> _EXTRACT PROVIDED_:
↓

Im abit disapointed at this because i was suppose to cook ome of my food for today but now ill only get to make my breakfast as ive to rush out and wont be back till after 3. Going to take a shake and a sandwhich with me for lunch, i know this isnt ideal but its the best i can do for today.

I also feel like ive been hit by a train! feel all stiff and sore from my workout yesterday but it feels good.


----------



## cult (Nov 7, 2009)

↑

> _EXERCISE PROMPT_: From the forum post, quote everything from "Im abit disapointed" down to "(Nov 7, 2009)". The material after this point is separate from the forum post.

> _AVAILABLE DATA_:
↓

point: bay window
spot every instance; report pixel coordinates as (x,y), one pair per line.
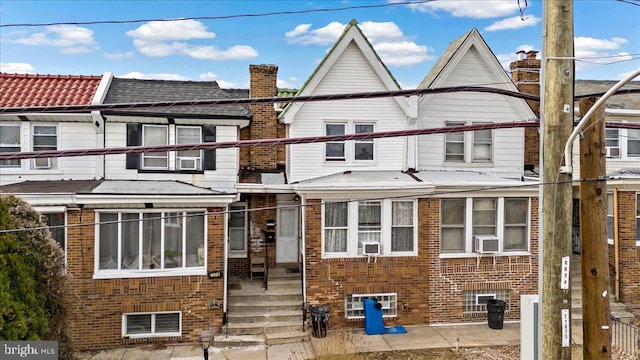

↑

> _EXERCISE SOLUTION_:
Im abit disapointed at this because i was suppose to cook ome of my food for today but now ill only get to make my breakfast as ive to rush out and wont be back till after 3. Going to take a shake and a sandwhich with me for lunch, i know this isnt ideal but its the best i can do for today.

I also feel like ive been hit by a train! feel all stiff and sore from my workout yesterday but it feels good.


----------



## cult (Nov 7, 2009)